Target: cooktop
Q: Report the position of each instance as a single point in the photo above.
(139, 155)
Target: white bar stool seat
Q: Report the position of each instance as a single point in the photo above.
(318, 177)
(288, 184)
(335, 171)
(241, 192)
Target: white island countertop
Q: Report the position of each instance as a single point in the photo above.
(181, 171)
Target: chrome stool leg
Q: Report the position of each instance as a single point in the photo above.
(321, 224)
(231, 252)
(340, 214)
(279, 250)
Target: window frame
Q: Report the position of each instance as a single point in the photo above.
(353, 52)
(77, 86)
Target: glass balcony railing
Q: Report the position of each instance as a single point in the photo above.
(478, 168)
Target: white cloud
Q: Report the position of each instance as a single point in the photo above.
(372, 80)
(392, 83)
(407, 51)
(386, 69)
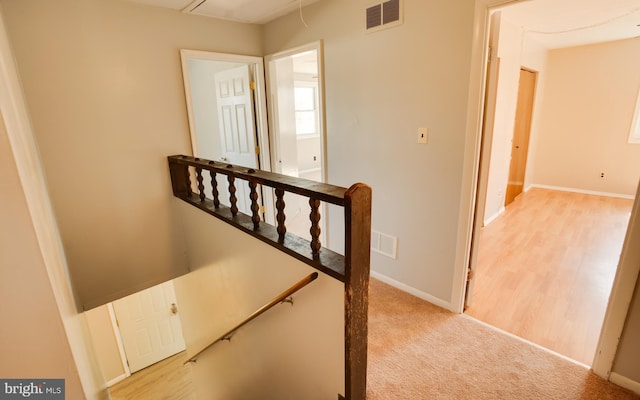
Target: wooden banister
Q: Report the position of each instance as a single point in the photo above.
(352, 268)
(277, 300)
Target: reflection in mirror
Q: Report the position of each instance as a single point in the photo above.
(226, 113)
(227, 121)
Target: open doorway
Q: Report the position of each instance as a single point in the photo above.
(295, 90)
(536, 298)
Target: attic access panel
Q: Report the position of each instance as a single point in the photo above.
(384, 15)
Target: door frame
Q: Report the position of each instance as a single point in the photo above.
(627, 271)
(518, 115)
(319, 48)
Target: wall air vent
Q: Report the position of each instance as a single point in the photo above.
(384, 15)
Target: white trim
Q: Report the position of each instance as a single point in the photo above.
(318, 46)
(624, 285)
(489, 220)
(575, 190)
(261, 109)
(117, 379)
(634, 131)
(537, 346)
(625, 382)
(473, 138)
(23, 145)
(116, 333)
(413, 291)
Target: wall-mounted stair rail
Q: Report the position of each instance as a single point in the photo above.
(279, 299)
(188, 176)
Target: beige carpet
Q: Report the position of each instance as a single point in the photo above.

**YOUR TASK**.
All of the entries above are to be restated word for word, minus the images.

**SOLVED EXERCISE**.
Target: cooktop
Q: Report the position of each instance as a single point in the photo above.
(139, 155)
Target: white bar stool seat
Q: Report the position of each instance as a single point in the photo above.
(318, 177)
(288, 184)
(335, 171)
(241, 192)
Target: white island countertop
Q: Report the position of each instance as a single point in the photo above.
(181, 171)
Target: chrome stool leg
Q: Report the position of each instance as a single point in the photo above.
(321, 224)
(231, 252)
(340, 214)
(279, 250)
Target: window frame
Q: Report the position of each instance as a single point in the photo above.
(353, 52)
(77, 86)
Target: glass balcony railing
Q: Report the position of each instance as a single point in the photo above.
(478, 168)
Target: white cloud
Q: Report the position of each instance as a single point in the photo above.
(372, 80)
(392, 83)
(407, 51)
(386, 69)
Target: wooden banister
Q: Report the position of each instance as a single point in the photo above.
(352, 268)
(277, 300)
Target: reflection in mirror
Q: Report the position of each instance as a single point in the photo above.
(226, 113)
(227, 121)
Target: open doorway
Q: Report the position of each instance as a single point in the photo above.
(295, 90)
(536, 298)
Target: attic access panel
Q: Report the position of each instance as a single point in the photo above.
(384, 15)
Target: door frame
Q: Report the position of each instance as a single point in the photo above.
(627, 271)
(518, 115)
(319, 48)
Target: wall air vent
Q: Report the position of each instance as a single point in the photo above.
(384, 15)
Target: white trim
Q: Report the position of each instance as a single point in the photo above.
(318, 46)
(624, 285)
(489, 220)
(575, 190)
(261, 109)
(117, 379)
(634, 131)
(537, 346)
(625, 382)
(473, 138)
(23, 145)
(116, 333)
(413, 291)
Target: wall-mounted stair rail
Q: Report the position of each instance as a single point in the photo above.
(279, 299)
(188, 176)
Target: beige carpet
Q: Report the position of each instance as a single point in the photo above.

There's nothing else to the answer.